- [Supplied records]:

________________________

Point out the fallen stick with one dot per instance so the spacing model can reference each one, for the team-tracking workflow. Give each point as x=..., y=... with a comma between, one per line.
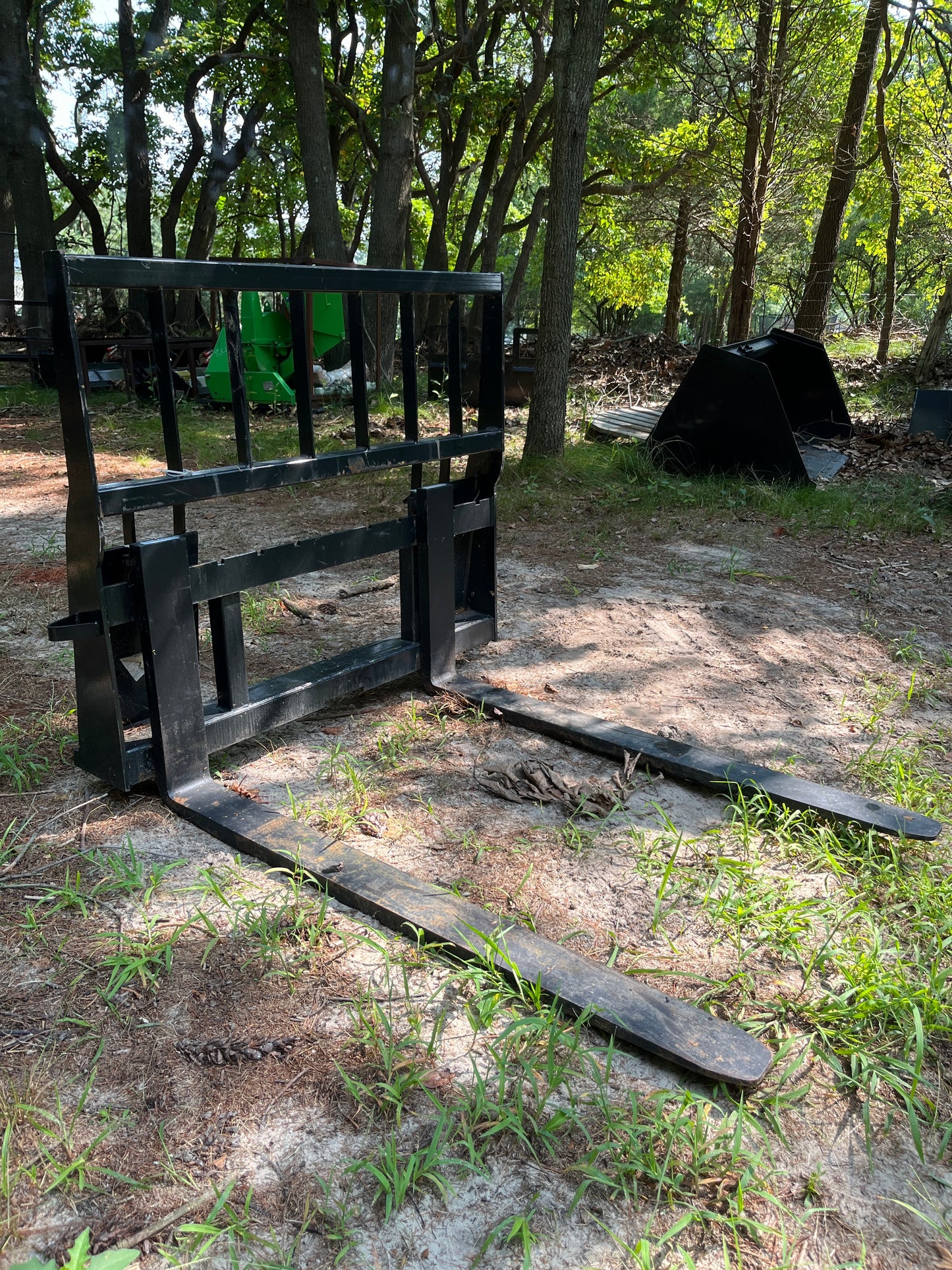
x=348, y=593
x=163, y=1223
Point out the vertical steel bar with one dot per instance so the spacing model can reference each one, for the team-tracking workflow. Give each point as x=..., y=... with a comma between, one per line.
x=102, y=746
x=302, y=378
x=309, y=320
x=165, y=390
x=376, y=346
x=229, y=652
x=491, y=411
x=237, y=366
x=171, y=660
x=408, y=360
x=358, y=371
x=455, y=390
x=437, y=582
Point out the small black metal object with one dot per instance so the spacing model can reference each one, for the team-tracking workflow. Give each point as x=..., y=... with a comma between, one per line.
x=932, y=412
x=519, y=372
x=136, y=644
x=760, y=407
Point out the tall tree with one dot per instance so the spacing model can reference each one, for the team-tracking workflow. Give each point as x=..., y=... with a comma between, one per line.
x=8, y=231
x=815, y=304
x=934, y=335
x=679, y=258
x=763, y=119
x=306, y=59
x=23, y=136
x=136, y=60
x=890, y=70
x=578, y=37
x=390, y=210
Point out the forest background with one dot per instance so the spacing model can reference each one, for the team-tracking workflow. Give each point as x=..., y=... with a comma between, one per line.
x=712, y=168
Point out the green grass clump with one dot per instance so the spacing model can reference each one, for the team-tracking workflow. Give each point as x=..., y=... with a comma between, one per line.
x=20, y=763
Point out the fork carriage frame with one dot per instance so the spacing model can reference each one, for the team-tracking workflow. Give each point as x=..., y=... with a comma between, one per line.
x=142, y=598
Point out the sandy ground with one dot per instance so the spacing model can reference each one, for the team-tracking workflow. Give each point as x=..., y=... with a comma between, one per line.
x=748, y=642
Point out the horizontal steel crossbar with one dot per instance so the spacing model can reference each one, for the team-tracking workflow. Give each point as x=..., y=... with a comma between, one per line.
x=619, y=1005
x=693, y=764
x=293, y=559
x=119, y=271
x=119, y=498
x=300, y=693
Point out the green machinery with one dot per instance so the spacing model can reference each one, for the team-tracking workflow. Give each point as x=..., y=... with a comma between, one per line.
x=266, y=342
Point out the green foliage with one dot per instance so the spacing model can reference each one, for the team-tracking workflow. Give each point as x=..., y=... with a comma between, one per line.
x=79, y=1257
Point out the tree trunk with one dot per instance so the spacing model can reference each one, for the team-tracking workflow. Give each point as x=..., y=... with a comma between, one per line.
x=675, y=278
x=578, y=37
x=464, y=258
x=522, y=264
x=23, y=130
x=223, y=164
x=136, y=86
x=306, y=59
x=815, y=306
x=83, y=197
x=889, y=165
x=390, y=211
x=8, y=233
x=746, y=237
x=932, y=345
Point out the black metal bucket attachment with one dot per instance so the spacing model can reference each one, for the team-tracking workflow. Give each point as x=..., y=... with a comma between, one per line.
x=518, y=374
x=758, y=407
x=138, y=601
x=932, y=412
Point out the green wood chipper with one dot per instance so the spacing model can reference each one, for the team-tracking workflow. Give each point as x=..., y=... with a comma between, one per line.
x=268, y=356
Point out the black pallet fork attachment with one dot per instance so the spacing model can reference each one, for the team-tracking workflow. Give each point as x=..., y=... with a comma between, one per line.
x=134, y=608
x=764, y=407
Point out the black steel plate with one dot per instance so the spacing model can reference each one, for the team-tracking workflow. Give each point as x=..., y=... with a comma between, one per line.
x=642, y=1016
x=693, y=764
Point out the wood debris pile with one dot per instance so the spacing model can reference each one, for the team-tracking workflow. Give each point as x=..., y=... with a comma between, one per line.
x=641, y=367
x=224, y=1053
x=883, y=452
x=536, y=782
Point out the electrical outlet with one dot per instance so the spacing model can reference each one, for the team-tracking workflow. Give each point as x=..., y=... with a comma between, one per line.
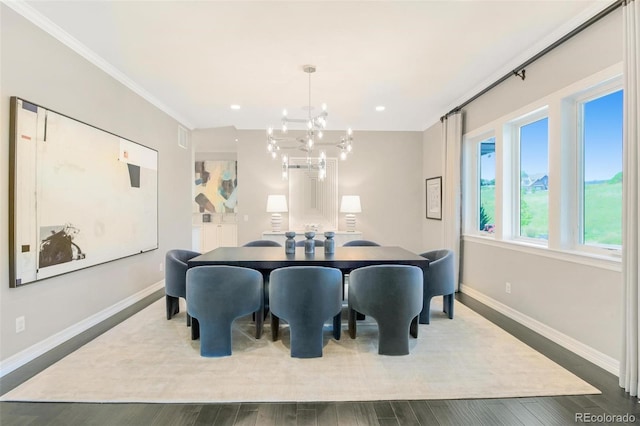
x=20, y=324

________________________

- [Task directions]: Take the entries above and restate them word for word, minus their images.

- [Task result]:
Point out the fallen stick with one dot per instance so the spacing model can reference each one, for the team-tracking workflow. Give each point as x=..., y=... with a comma between, one per line.
x=348, y=593
x=163, y=1223
Point out the vertical steel bar with one dot per instance so the spacing model can reference each one, for the team-tracking workflow. Give each point as x=..., y=... with a comma between, one per line.
x=102, y=746
x=302, y=378
x=309, y=320
x=165, y=390
x=376, y=346
x=229, y=652
x=491, y=411
x=237, y=366
x=171, y=660
x=408, y=360
x=358, y=371
x=455, y=390
x=437, y=582
Point out the small black metal object with one dot per instance so the spacing model can reference each one, for the team-tracking workflow. Give each point as x=..., y=... with a comma between, one per line.
x=932, y=412
x=519, y=372
x=136, y=644
x=760, y=407
Point out the tall tree with one dot per instance so the spacing model can reference each one, for the team-tracking workflow. Give each point as x=..., y=... with a comma between, one per line.
x=8, y=231
x=815, y=304
x=934, y=335
x=679, y=258
x=763, y=119
x=306, y=59
x=23, y=136
x=136, y=60
x=890, y=70
x=578, y=37
x=390, y=210
Point out the forest background with one dot per instance so the spacing model can reference each one, for the team-tracking workflow. Give each point as x=..., y=... with a comma between, one per line.
x=712, y=168
Point out the green grass clump with one dot per instance so the spacing model can reference each one, for the team-tracking workflow. Give each point as x=..., y=... with a comma between, one per line.
x=20, y=763
Point out the fork carriage frame with one dot per instance so the spacing model can reference each one, for the team-tracking workflow. Give each point as x=..., y=... with a comma between, one per line.
x=142, y=598
Point out the sandy ground with one dot per instance so the spacing model can reference each one, for the team-tracking workflow. Give each point as x=..., y=... with a comma between, one per line.
x=748, y=642
Point out the horizontal steel crossbar with one dot per instance so the spacing model can reference each one, for the team-tracking workflow. Give each point as x=..., y=... with a comma between, one per line.
x=619, y=1005
x=693, y=764
x=293, y=559
x=119, y=271
x=119, y=498
x=300, y=693
Point out the green machinery with one dot per instance so the spacing model can reference each one, for the team-tracking workflow. Give each point as x=..., y=... with a comma between, one per line.
x=266, y=342
Point out the green foliage with one dot per instance so the spacing model can reference each one, for the team-tracking workflow. Give each point as x=..., y=... with a comma between, one per line.
x=79, y=1257
Point out the tree trunk with one dot per instance so the spacing model can reference each one, for the team-tracking workflow. Give each point as x=..., y=... with a comma between, one per line.
x=675, y=278
x=578, y=37
x=464, y=258
x=522, y=264
x=23, y=130
x=223, y=164
x=136, y=86
x=306, y=59
x=815, y=306
x=83, y=197
x=889, y=165
x=390, y=211
x=8, y=233
x=746, y=237
x=932, y=345
Point out the black metal bucket attachment with one dot per instance so the spacing model can reference each one, for the team-tracking workflow. Give each point as x=..., y=... with a comma between, one per line.
x=518, y=374
x=758, y=407
x=138, y=601
x=932, y=412
Point out the green wood chipper with one dot per instance so the spacing model can reference each one, for the team-tracking workflow. Give each point as x=..., y=... with a comma between, one per line.
x=268, y=356
Point out the black pallet fork attachment with one dot per instance so the spacing model can reference each one, for the team-tracking workflow. Give each point as x=..., y=... with a comma between, one per line.
x=134, y=608
x=764, y=407
Point out the black steel plate with one dot per instance so the spacing model can reference each one, for the team-tracking workflow. Give each point as x=..., y=... with a comma between, one per line.
x=642, y=1016
x=693, y=764
Point out the wood debris pile with one dot per instance so the spacing model can reference each one, for the team-tracking workflow. Give each point as x=..., y=... with a comma between, one per line.
x=641, y=367
x=224, y=1053
x=883, y=452
x=536, y=782
Point out the electrical outlet with one dot per instance so the spacing model can reference each one, for the team-tracking workflow. Give each point as x=..., y=... with a comma between, one per line.
x=20, y=324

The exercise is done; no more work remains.